— Begin —

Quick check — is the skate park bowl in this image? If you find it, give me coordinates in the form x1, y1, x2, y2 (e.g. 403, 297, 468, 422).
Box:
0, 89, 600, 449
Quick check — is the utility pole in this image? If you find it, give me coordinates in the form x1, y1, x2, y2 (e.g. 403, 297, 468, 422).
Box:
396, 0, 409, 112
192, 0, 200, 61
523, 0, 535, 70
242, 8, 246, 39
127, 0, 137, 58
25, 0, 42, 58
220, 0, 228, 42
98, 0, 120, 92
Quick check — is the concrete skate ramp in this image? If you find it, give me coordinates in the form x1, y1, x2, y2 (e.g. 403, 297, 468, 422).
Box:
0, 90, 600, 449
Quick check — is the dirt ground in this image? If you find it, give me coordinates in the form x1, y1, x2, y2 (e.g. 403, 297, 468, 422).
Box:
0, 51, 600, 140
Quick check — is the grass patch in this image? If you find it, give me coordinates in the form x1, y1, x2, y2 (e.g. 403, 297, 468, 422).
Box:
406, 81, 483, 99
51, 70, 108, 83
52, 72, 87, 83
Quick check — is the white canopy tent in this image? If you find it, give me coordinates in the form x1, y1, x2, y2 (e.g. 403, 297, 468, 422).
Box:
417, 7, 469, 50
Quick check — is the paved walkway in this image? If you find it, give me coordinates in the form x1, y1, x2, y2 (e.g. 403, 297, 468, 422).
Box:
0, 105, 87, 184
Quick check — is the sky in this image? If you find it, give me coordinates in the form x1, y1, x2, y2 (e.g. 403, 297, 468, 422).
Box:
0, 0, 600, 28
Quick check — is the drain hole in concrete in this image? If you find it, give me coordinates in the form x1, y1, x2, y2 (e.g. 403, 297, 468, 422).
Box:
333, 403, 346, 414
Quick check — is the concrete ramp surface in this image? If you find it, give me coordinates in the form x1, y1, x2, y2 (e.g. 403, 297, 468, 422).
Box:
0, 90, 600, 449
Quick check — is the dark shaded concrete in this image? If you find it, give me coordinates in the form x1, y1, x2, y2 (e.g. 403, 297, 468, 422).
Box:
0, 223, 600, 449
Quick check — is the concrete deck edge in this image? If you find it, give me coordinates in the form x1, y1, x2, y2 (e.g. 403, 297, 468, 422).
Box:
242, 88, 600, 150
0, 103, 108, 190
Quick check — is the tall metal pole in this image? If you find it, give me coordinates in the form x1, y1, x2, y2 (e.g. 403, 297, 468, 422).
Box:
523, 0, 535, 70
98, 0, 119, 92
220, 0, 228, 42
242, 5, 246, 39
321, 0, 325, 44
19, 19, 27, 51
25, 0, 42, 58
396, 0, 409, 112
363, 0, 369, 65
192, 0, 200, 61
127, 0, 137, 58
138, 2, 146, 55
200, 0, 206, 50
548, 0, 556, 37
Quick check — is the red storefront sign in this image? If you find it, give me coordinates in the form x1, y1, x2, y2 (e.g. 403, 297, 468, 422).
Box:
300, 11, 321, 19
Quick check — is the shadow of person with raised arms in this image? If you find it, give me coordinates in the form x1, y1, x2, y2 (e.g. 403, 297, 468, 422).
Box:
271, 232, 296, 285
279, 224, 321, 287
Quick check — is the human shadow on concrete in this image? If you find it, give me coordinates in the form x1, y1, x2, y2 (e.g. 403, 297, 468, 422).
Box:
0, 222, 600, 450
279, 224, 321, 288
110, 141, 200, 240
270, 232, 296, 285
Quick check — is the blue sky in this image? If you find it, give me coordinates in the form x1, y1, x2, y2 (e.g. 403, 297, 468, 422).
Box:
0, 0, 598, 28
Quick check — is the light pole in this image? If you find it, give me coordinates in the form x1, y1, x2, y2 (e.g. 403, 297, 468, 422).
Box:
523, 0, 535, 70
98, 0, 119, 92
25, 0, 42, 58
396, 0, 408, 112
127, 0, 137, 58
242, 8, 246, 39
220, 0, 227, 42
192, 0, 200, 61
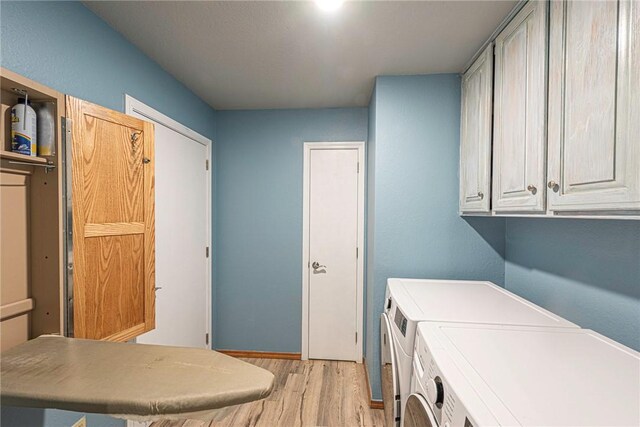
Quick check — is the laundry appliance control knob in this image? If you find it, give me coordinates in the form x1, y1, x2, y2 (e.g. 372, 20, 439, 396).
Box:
427, 377, 444, 408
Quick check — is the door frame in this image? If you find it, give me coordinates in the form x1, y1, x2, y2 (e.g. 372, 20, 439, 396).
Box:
124, 94, 213, 350
301, 141, 366, 363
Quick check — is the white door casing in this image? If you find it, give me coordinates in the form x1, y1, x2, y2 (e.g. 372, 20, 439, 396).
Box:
125, 95, 212, 348
492, 1, 548, 212
547, 1, 640, 211
460, 43, 493, 212
302, 142, 364, 363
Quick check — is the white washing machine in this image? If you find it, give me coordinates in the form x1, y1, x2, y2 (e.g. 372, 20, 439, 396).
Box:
380, 279, 578, 426
403, 322, 640, 427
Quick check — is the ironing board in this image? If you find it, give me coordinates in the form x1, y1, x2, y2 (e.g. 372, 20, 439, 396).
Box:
0, 336, 274, 420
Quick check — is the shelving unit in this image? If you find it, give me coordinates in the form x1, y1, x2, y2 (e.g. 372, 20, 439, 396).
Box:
0, 68, 65, 351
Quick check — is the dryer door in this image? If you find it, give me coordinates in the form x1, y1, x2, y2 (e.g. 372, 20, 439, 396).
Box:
380, 313, 400, 427
402, 393, 438, 427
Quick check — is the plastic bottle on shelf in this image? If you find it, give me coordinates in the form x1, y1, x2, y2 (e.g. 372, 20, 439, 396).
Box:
11, 97, 38, 156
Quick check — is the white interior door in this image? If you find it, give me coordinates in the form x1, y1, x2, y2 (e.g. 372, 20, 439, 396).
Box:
307, 148, 359, 360
129, 101, 211, 348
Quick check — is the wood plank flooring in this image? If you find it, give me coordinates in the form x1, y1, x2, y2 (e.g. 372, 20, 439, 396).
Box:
152, 359, 384, 427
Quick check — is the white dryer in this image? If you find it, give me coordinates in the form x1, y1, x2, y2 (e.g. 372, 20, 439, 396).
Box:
380, 279, 578, 426
403, 322, 640, 427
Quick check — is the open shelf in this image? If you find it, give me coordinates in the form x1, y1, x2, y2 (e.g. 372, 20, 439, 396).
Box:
0, 150, 47, 165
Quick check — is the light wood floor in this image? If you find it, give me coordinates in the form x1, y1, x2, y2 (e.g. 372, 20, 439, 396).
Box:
152, 359, 384, 427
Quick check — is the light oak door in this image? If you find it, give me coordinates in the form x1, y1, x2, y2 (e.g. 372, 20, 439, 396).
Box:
492, 1, 548, 212
548, 1, 640, 211
460, 44, 493, 212
67, 97, 155, 341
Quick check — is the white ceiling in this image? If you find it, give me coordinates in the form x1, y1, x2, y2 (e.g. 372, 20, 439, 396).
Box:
85, 0, 516, 109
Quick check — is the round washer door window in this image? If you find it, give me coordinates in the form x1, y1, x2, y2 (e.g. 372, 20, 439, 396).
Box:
402, 393, 438, 427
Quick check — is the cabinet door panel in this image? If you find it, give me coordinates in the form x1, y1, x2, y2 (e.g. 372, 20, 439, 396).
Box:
492, 2, 547, 212
548, 1, 640, 211
460, 45, 493, 212
67, 97, 155, 341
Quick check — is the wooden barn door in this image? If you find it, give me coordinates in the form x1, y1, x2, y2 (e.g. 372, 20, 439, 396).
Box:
67, 96, 155, 341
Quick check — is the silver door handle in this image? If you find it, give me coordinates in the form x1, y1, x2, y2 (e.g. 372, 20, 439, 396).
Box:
311, 261, 327, 270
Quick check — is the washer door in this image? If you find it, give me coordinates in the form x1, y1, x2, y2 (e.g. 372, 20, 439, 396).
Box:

— End —

# Exercise instructions
Change every "Quick check" in the lines above to "Brief check", leaving everything else unchanged, and write all of the lines out again. Leave the pictures out of your answer.

# Complete response
Brief check — is the skate park bowl in this image? If you find it, give me coordinates in the form x1, y1, x2, y2 (e.g. 403, 297, 468, 422).
Box:
0, 89, 600, 449
Brief check — is the utility pole in this image? If you find it, give me coordinates in the form x1, y1, x2, y2 (e.g. 403, 297, 468, 422).
Box:
396, 0, 409, 112
192, 0, 200, 61
523, 0, 535, 70
242, 8, 246, 39
127, 0, 137, 58
25, 0, 42, 58
220, 0, 228, 42
98, 0, 120, 92
Brief check — is the concrete skate ramp in this image? If you find it, give me coordinates in the form x1, y1, x2, y2 (e.g. 403, 297, 468, 422).
Box:
0, 90, 600, 449
Brief check — is the dirt ground in this image? If you find it, give me coordinates in the form x1, y1, x2, y2 (e.g. 403, 297, 468, 422).
Box:
0, 51, 600, 140
Brief check — is the grass patch in this image? If you find it, give me coordinates in the form x1, y1, x2, y2 (e.g. 403, 297, 468, 422).
Box:
406, 81, 483, 99
51, 70, 108, 83
52, 72, 87, 83
Brief check — is the white canopy tent in this image? If you find it, give me coordinates in the form x1, y1, x2, y2 (e.g. 403, 297, 468, 422).
Box:
417, 7, 469, 50
Brief check — is the paved walkway in this image? If you find it, give me coordinates in the form x1, y1, x2, y2 (e.g. 403, 297, 468, 422).
Box:
0, 105, 87, 184
Brief check — is the sky in this image? If you find it, give me coordinates in the form x1, y1, x2, y2 (e.g. 403, 297, 468, 422).
Box:
0, 0, 600, 28
Brief check — is the drain hole in concrete in this image? If you find it, give me coordinates in the form x1, y1, x2, y2 (e.g. 403, 297, 468, 422).
Box:
333, 403, 346, 414
Brief check — is the concrete ramp surface in this image? If you find it, give me coordinates in the form x1, y1, x2, y2 (e.g. 403, 297, 468, 422).
Box:
0, 90, 600, 449
Brief check — is the dark shaded concrete in this image? If you find it, give me coordinates in the form x1, y1, x2, y2 (e.g. 403, 297, 468, 422).
Box:
0, 223, 600, 449
Brief check — is the concrete deck edge in this image? If you find it, give me coordinates in the form x1, y1, x2, y2 (e.g. 403, 297, 468, 422).
Box:
242, 88, 600, 150
0, 103, 108, 190
Brief check — is the tall metal pole in this image? If you find it, give me coordinates in the form x1, y1, x2, y2 (e.g. 403, 297, 468, 422).
Box:
523, 0, 535, 70
98, 0, 119, 92
220, 0, 228, 42
242, 5, 246, 39
321, 0, 325, 44
19, 19, 27, 51
25, 0, 42, 58
396, 0, 409, 112
363, 0, 369, 65
192, 0, 200, 61
127, 0, 137, 58
138, 2, 146, 55
200, 0, 206, 50
548, 0, 556, 37
Brief check — is the red storefront sign in this image? If you find it, give me coordinates in the form x1, y1, x2, y2 (e.g. 403, 297, 468, 422).
Box:
300, 11, 321, 19
Brief check — is the shadow of person with raised arms in this image? If you find it, give me coordinates in the form x1, y1, x2, y2 (e.g. 403, 297, 468, 422).
Box:
271, 232, 296, 285
279, 224, 321, 287
Brief check — is the human shadow on concrete in this image? If you find it, give me coordinates in the form x1, y1, x2, y2 (e.g. 403, 297, 468, 422).
Box:
0, 222, 600, 450
279, 224, 321, 288
110, 141, 200, 240
270, 232, 296, 285
Brief check — is the blue sky in this image? If you find it, give me coordinates in the form x1, y1, x2, y2 (e.g. 403, 297, 468, 422).
Box:
0, 0, 598, 28
Brief check — is the light pole in this image? If you find it, give me coordinates in the form x1, y1, x2, y2 (e.g. 403, 297, 468, 422).
Box:
523, 0, 535, 70
98, 0, 119, 92
25, 0, 42, 58
396, 0, 408, 112
127, 0, 137, 58
242, 8, 246, 39
220, 0, 227, 42
192, 0, 200, 61
Brief check — is the laundry appliance control knob in this image? If you find it, give me coordinates in the form x1, y1, x2, y2 (e.g. 372, 20, 439, 396).
Box:
427, 377, 444, 408
Brief check — is the door frame in this image? If you find it, give me coordinates in the form x1, y1, x2, y2 (e.g. 372, 20, 439, 396).
Box:
124, 94, 213, 350
301, 141, 366, 363
Brief check — is the white door casing in this image? If you find it, give me coordinates in the form x1, y1, x2, y2 (e.g. 372, 20, 439, 396).
Box:
125, 95, 212, 348
492, 1, 548, 212
547, 1, 640, 211
460, 43, 493, 212
302, 142, 364, 363
Brief check — is the white washing machine in this image? If you find it, give me coordinates in the form x1, y1, x2, y2 (e.g. 372, 20, 439, 396).
Box:
380, 279, 578, 426
403, 322, 640, 427
Brief check — is the ironing board in this image? If you find it, give me coordinates in the form x1, y1, x2, y2 (e.g. 372, 20, 439, 396).
Box:
0, 336, 274, 420
Brief check — is the shelving unit in this image? If you find it, give me coordinates in the form x1, y1, x2, y2 (e.g. 372, 20, 439, 396).
Box:
0, 68, 65, 351
Brief check — is the dryer door in this image? If you find it, give me coordinates in the form x1, y1, x2, y2 (e.g. 372, 20, 439, 396).
Box:
380, 313, 400, 427
402, 393, 438, 427
Brief check — is the plastic bottle on shelf in this image? If you find it, give me coordinates in the form x1, y1, x2, y2 (e.g. 372, 20, 439, 396).
Box:
11, 97, 38, 156
Brief check — is the white interior door in this image? If you find it, give me coordinates in the form x1, y1, x2, y2 (e.g. 372, 20, 439, 396).
Box:
307, 148, 359, 360
129, 101, 211, 348
Brief check — is the wood plank flooring in this image? If you find it, give me coordinates in the form x1, y1, x2, y2 (e.g. 372, 20, 439, 396).
Box:
152, 359, 384, 427
Brief check — is the white dryer in this image? If you find it, give me coordinates in the form x1, y1, x2, y2 (e.g. 372, 20, 439, 396).
Box:
380, 279, 578, 426
403, 322, 640, 427
Brief check — is the open shelf in this image? If you find it, give me coordinates in the form x1, y1, x2, y2 (e.g. 372, 20, 439, 396).
Box:
0, 150, 47, 165
Brief check — is the light wood floor in this image? If you find it, give me coordinates in the form x1, y1, x2, y2 (e.g. 372, 20, 439, 396).
Box:
152, 359, 384, 427
Brief check — is the light oak door in this image? If you find it, give me coordinates in the form x1, y1, x2, y2 (e.g. 372, 20, 439, 396).
Box:
492, 1, 548, 212
548, 1, 640, 211
460, 44, 493, 212
67, 97, 155, 341
Brief check — is the white ceiling in this image? If you find it, give me coordinates in the form x1, y1, x2, y2 (e.g. 372, 20, 439, 396).
Box:
85, 0, 516, 109
Brief check — is the round washer door window in this image? If you find it, give me coordinates in the form x1, y1, x2, y2 (e.g. 372, 20, 439, 396).
Box:
402, 393, 438, 427
Brief check — is the cabinet door panel in this image? If you find it, give me coordinates in the form x1, y1, x2, y2 (e.g. 372, 20, 439, 396).
Box:
492, 2, 547, 212
548, 1, 640, 211
460, 45, 493, 212
67, 97, 155, 341
Brief check — is the wooden barn door in this image? If you find it, give me coordinates in the form x1, y1, x2, y2 (e.g. 372, 20, 439, 396).
Box:
67, 96, 155, 341
Brief check — is the silver door handle in this image? If you find it, give me coordinates in the form x1, y1, x2, y2 (e.g. 372, 20, 439, 396).
Box:
311, 261, 327, 270
Brief check — is the washer door in this image? If you find it, give me coordinates in the form x1, y1, x2, y2 (e.g. 372, 20, 439, 396).
Box:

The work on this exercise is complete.